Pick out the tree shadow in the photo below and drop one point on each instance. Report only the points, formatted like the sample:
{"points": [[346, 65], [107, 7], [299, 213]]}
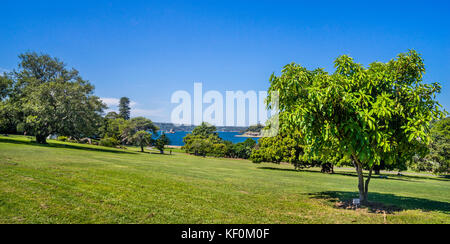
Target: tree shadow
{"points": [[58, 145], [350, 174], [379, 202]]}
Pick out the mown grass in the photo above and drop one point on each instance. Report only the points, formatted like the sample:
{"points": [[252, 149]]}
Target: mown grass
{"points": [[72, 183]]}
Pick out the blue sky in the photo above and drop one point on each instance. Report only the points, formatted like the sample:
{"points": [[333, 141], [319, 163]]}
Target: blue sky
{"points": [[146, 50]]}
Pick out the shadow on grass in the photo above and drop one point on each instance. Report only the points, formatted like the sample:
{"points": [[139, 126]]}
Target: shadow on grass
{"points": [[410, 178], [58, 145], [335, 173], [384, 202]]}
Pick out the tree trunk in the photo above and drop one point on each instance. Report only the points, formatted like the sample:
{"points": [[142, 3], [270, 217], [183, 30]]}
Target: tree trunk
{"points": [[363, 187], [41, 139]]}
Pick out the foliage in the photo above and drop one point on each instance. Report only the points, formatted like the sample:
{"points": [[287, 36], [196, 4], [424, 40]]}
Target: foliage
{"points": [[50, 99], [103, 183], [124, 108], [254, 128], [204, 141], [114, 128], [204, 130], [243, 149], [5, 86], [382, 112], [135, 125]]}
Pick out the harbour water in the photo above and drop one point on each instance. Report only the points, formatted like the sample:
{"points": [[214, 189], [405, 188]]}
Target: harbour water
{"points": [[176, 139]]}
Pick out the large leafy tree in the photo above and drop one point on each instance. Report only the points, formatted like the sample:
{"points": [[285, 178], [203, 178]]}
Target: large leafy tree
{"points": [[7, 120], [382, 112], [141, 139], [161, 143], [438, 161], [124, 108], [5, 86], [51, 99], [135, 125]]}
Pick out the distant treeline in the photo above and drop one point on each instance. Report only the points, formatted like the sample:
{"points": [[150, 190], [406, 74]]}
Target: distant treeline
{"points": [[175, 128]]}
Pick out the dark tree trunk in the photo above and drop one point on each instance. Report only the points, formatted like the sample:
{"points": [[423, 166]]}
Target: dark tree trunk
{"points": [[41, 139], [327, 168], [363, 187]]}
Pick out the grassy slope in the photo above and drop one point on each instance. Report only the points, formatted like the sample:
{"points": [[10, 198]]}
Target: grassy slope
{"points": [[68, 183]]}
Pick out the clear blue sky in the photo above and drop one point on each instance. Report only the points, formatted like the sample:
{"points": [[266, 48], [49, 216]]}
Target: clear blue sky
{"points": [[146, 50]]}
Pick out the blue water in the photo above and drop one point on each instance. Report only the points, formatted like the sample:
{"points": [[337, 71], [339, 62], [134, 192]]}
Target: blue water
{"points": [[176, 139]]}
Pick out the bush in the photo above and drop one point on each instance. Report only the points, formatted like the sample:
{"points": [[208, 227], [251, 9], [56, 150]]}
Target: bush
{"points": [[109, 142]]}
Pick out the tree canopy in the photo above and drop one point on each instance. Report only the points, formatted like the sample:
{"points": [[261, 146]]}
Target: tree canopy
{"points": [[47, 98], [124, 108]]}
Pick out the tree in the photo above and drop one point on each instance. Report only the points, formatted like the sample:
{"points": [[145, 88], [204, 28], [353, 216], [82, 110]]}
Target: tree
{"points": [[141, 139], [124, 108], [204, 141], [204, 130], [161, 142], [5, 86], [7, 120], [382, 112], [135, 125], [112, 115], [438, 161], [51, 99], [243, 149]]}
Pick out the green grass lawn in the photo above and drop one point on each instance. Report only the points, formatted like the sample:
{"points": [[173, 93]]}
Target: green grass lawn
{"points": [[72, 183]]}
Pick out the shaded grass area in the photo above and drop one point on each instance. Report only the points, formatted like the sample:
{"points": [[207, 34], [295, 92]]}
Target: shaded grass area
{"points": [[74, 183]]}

────────────────────────────────────────

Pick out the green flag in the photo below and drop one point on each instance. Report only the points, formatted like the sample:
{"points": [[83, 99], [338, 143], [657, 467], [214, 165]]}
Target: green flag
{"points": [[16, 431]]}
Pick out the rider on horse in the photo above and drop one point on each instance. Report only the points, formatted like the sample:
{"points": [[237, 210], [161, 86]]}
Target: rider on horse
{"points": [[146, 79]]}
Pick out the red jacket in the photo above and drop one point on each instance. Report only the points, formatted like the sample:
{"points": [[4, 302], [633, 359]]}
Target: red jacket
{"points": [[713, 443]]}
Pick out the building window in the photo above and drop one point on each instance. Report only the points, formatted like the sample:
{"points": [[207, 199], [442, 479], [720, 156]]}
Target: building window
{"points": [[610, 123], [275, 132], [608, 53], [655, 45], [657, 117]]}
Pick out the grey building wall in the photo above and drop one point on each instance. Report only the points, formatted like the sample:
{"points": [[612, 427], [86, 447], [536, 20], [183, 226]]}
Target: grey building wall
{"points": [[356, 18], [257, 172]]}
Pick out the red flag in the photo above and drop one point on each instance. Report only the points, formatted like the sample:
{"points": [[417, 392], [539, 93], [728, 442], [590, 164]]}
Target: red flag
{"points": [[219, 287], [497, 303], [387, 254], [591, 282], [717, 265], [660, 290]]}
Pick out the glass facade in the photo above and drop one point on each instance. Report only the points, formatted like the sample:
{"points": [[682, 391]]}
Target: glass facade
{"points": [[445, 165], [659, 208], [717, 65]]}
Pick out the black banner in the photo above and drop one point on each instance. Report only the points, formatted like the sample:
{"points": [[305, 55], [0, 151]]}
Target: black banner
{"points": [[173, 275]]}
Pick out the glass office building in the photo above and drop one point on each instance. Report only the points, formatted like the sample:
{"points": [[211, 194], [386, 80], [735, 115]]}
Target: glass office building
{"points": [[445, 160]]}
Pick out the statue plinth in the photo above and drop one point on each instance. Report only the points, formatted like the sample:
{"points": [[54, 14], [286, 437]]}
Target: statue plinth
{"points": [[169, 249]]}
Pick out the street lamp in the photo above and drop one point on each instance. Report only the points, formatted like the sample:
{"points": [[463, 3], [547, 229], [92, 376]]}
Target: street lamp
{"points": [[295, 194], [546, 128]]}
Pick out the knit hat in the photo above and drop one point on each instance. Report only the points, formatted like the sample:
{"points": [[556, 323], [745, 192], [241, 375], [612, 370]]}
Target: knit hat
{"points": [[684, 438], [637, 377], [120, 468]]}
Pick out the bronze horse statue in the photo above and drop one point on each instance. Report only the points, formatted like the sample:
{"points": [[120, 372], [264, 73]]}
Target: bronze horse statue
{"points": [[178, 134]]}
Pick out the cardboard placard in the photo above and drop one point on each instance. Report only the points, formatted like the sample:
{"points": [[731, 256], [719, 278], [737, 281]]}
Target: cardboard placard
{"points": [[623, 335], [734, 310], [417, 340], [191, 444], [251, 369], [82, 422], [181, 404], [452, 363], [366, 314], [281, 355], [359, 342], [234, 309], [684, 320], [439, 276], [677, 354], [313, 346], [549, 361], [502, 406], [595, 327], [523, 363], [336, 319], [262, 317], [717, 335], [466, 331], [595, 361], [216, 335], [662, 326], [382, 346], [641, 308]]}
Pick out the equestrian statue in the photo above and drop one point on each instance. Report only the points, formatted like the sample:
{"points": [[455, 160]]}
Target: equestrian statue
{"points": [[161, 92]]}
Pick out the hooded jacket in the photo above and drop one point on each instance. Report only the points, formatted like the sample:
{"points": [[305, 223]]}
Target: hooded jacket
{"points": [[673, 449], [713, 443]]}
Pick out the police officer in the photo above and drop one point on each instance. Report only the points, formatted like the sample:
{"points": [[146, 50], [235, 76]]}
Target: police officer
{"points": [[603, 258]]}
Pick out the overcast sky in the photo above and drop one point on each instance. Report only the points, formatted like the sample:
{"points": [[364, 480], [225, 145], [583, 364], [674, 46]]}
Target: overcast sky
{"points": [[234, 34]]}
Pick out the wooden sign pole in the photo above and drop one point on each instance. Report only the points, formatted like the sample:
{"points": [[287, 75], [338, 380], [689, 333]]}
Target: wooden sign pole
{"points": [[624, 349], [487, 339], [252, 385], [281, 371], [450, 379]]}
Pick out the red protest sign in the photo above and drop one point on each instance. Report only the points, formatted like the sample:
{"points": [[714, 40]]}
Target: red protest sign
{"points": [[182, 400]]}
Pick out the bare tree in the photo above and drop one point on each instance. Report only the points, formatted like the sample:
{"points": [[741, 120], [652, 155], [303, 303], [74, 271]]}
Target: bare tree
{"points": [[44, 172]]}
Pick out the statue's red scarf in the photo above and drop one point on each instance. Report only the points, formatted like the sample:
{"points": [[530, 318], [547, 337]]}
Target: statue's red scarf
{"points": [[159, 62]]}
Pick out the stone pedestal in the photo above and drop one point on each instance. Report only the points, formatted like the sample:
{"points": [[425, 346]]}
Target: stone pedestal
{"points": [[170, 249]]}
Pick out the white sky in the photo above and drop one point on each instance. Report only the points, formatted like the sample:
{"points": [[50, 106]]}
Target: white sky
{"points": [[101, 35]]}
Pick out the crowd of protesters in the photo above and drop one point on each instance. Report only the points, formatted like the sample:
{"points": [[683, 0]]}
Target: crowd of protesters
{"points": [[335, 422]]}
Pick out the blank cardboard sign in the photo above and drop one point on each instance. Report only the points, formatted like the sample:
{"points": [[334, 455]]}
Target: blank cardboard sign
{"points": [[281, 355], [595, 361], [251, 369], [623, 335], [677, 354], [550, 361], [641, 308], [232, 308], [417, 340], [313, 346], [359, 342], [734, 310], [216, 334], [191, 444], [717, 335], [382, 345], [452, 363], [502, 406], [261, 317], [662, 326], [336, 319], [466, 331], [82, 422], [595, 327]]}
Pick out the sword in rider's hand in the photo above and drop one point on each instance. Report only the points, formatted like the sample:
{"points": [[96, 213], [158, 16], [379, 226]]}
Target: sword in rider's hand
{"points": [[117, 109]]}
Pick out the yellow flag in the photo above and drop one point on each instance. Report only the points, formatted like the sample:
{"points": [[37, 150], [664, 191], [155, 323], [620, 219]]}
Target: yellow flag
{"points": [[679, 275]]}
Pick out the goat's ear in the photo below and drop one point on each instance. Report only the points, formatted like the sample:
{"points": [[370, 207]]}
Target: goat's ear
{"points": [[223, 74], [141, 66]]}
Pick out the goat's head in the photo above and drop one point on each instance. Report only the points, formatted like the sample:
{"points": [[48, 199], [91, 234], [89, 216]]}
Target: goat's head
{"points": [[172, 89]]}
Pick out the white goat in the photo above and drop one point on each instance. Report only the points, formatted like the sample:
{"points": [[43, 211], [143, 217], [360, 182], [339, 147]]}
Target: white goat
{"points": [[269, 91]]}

────────────────────────────────────────

**Requirement:** How many lines in the entries above contain the string "cardboard"? Case counts. Give only the number.

**Result of the task:** 4